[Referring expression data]

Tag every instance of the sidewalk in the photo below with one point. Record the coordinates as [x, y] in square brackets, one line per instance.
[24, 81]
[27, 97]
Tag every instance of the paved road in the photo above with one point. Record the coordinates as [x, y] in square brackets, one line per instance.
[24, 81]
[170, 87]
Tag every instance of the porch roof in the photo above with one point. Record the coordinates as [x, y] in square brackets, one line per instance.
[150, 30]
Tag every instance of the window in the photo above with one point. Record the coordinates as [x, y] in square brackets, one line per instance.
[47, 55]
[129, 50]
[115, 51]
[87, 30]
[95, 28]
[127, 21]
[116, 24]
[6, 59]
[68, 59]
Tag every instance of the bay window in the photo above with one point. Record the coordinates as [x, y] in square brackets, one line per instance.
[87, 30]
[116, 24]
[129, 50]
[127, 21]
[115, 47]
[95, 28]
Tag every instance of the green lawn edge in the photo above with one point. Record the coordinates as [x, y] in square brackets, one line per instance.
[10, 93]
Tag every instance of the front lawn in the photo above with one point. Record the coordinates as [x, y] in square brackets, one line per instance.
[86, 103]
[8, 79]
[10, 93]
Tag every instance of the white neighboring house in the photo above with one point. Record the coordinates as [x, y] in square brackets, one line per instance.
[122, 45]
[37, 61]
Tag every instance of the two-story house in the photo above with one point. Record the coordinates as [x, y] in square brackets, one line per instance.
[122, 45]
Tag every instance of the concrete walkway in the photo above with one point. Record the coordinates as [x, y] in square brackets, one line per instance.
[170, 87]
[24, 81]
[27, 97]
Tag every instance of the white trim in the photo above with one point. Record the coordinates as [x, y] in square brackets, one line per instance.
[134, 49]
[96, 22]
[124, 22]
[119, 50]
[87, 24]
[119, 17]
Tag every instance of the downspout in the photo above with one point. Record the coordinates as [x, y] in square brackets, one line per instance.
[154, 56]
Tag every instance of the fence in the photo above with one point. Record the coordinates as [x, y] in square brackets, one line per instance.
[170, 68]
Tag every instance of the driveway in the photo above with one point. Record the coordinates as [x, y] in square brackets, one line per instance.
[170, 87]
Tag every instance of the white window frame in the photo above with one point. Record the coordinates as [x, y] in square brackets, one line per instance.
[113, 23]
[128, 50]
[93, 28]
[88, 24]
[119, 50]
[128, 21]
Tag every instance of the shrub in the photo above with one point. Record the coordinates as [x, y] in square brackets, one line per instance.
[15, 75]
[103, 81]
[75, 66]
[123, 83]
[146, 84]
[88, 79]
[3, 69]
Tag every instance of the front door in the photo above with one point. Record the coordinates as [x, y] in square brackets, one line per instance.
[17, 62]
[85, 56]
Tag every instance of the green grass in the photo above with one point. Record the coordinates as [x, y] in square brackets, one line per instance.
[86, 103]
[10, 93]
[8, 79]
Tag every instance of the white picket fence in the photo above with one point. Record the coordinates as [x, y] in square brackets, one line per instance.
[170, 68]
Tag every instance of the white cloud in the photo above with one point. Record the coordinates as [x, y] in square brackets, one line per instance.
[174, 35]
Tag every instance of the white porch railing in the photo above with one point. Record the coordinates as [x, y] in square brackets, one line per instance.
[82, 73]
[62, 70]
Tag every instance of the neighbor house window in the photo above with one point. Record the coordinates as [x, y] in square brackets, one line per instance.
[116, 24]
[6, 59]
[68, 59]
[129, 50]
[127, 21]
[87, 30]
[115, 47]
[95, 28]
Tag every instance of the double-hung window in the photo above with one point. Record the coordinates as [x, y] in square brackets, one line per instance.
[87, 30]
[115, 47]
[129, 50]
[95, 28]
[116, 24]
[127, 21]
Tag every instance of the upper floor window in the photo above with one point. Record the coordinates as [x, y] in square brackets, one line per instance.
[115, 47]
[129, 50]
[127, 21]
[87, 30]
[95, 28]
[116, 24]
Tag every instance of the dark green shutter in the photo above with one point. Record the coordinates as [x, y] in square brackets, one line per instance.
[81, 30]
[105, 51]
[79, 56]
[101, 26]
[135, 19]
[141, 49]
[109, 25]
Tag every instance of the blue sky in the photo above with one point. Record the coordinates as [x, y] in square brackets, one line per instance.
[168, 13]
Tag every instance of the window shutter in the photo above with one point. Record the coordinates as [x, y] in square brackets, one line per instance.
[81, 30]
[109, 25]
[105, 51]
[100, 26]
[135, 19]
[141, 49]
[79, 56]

■ **WHAT TO WORK ON**
Going line by line, set down the data above exactly as given.

■ **OUTPUT FOR THIS TASK**
Tag every instance of the sidewalk in the photo below with one point. Record the coordinates as [x, y] in square brackets, one line per instance.
[24, 81]
[27, 97]
Tag every instance of the paved road in the photo above with one point. Record the coordinates as [x, y] in square brackets, one line per instance.
[24, 81]
[170, 87]
Tag every instance of the porch roof in the photo above with one point. Record the coordinates as [x, y] in square brackets, one line per instance.
[150, 30]
Tag every instance of the window in the photo above with one point. Record the coordinates as [x, y] in square brackets, one line per instance.
[47, 55]
[129, 50]
[115, 51]
[87, 30]
[95, 28]
[127, 21]
[116, 24]
[6, 59]
[68, 59]
Tag every instance of the bay window in the photo above with one point. Record the coordinates as [x, y] in square brackets, one line per instance.
[87, 30]
[116, 24]
[129, 50]
[127, 21]
[115, 47]
[95, 28]
Tag every instance of the green lawn edge in the photo above with one point. Record the coordinates as [x, y] in square brackets, one line per instance.
[10, 93]
Tag every instance of the front lawn in the photo above with one point. Record the coordinates as [x, y] in square brackets, one line per instance.
[86, 103]
[8, 79]
[10, 93]
Tag every instance of the white neighboring house in the photo above with one point. Record the coordinates as [x, y] in square brackets, one line per instance.
[122, 45]
[37, 61]
Tag every instance of the two-story house in the photo above with one point. Record the coordinates as [x, y] in square brackets, one line per instance.
[122, 45]
Tag every instance of the concrete walkway in the photo above with one point. Record the coordinates as [x, y] in square brackets, one line per instance.
[170, 87]
[24, 81]
[27, 97]
Tag every instance of the white trim in the photo above with one point. Record the coordinates as [x, y] in square brackets, one line per instance.
[134, 49]
[96, 22]
[124, 22]
[119, 50]
[87, 24]
[119, 17]
Tag every instance of the downspout in the photo above with one point. Record the coordinates as [x, y] in square brackets, one line per instance.
[154, 56]
Tag every instance of the fence in the photo above with one point. Record the coordinates as [x, y] in square brackets, one line per instance.
[170, 68]
Tag every instance of the driveway in the photo above with one point. Record the coordinates as [x, y] in square brackets, one line per instance.
[170, 87]
Tag every instance of the white window frame in the photo above with one point. Record the coordinates as [x, y] in square brackets, one line per instance.
[113, 23]
[128, 50]
[93, 28]
[88, 24]
[119, 50]
[128, 21]
Tag every instance of the shrub in the photo above with one point. Record the coordinates as [x, y] in square brackets, one line per instance.
[15, 75]
[103, 81]
[75, 66]
[123, 83]
[146, 84]
[88, 79]
[3, 69]
Tag every instance of the front door in the photo above with one point. Record the coordinates as [x, y] in square brackets, one line per instance.
[17, 62]
[85, 56]
Tag every instance of the green grass in the photo above with one point. Record the coordinates as [x, y] in square brackets, one line per instance.
[86, 103]
[10, 93]
[8, 79]
Tag every instance of the white picket fence in the photo above with one point. Record the coordinates as [x, y] in square brackets, one line per instance.
[170, 68]
Tag every instance of the white cloud in the photo above with one point. Record the coordinates as [x, y] in square brackets, one line per instance.
[174, 35]
Tag every instance of the white porch railing in the photo above with one point. Record the coordinates as [x, y] in square brackets, one line per instance.
[82, 73]
[62, 70]
Tag every instance of the neighbor house window in the photo above with one point. Record the coordinates as [x, y] in square brackets, one line per instance.
[116, 24]
[6, 59]
[68, 59]
[129, 50]
[127, 21]
[87, 30]
[115, 47]
[95, 28]
Tag every instance of the double-hung window in the photo above with one point. Record the coordinates as [x, y] in square brackets, one line per instance.
[87, 30]
[115, 47]
[129, 50]
[95, 28]
[116, 24]
[127, 21]
Tag every instance of the upper floor window in the photo above with one point. Record the coordinates as [x, y] in square brackets, one line per instance.
[115, 47]
[129, 50]
[127, 21]
[87, 30]
[95, 28]
[116, 24]
Tag every instance of the dark green shutter in the photo above with one point. Record the coordinates as [x, y] in square brackets, one line per instance.
[81, 30]
[105, 51]
[79, 56]
[101, 26]
[135, 19]
[141, 49]
[109, 25]
Tag every instance of the blue sky in the photo above with one point. Record the coordinates as [x, y] in square brackets, one line per instance.
[168, 13]
Tag every instance of the window shutter in the photo above with one point. Record the coordinates as [x, y] in square brackets, one line per instance.
[81, 30]
[109, 25]
[105, 51]
[100, 26]
[135, 19]
[141, 49]
[79, 56]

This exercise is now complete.